### GOAL OF THE EXERCISE
Rewrite the data below as a numbered list, skipping blank lines, taking in only everything from the line containing "</instance>" down to the line containing "negative clicks: (447, 221)", both included.

(Beginning of AVAILABLE DATA)

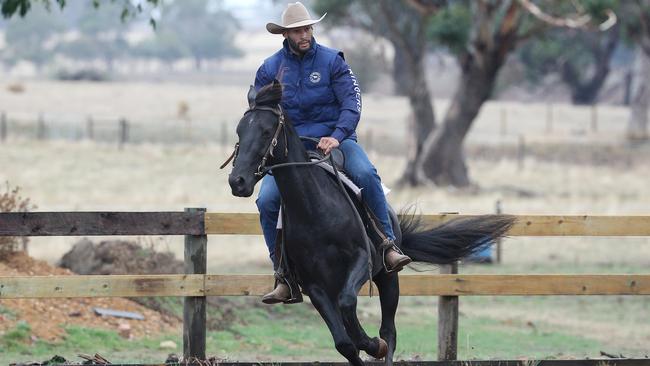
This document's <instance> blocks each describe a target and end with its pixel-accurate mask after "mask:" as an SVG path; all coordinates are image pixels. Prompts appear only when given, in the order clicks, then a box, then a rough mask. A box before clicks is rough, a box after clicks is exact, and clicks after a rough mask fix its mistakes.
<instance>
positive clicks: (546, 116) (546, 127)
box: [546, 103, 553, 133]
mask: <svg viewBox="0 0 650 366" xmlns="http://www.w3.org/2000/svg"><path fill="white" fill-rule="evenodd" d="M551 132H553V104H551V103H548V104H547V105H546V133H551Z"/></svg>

(End of AVAILABLE DATA)
(Beginning of AVAILABLE DATA)

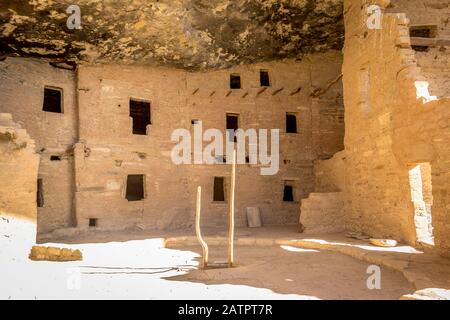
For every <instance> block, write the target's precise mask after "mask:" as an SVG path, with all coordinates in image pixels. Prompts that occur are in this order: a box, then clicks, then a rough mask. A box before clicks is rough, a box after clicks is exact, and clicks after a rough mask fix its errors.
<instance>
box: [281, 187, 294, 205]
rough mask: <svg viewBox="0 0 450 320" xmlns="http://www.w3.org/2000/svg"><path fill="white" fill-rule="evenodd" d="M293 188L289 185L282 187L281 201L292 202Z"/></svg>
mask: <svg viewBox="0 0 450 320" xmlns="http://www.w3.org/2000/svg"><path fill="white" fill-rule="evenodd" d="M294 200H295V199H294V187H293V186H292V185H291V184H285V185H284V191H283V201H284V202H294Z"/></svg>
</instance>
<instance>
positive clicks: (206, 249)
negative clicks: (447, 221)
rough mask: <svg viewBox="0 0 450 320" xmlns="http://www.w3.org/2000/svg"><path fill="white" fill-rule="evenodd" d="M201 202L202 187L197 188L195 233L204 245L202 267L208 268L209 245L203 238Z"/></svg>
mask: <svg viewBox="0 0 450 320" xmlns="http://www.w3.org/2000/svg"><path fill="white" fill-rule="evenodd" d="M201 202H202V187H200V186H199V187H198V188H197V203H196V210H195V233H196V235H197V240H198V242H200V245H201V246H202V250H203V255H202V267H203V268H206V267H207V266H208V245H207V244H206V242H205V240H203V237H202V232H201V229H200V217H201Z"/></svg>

(End of AVAILABLE DATA)

### THE COMPLETED TASK
1. </instance>
2. <instance>
3. positive clicks: (206, 249)
4. negative clicks: (447, 221)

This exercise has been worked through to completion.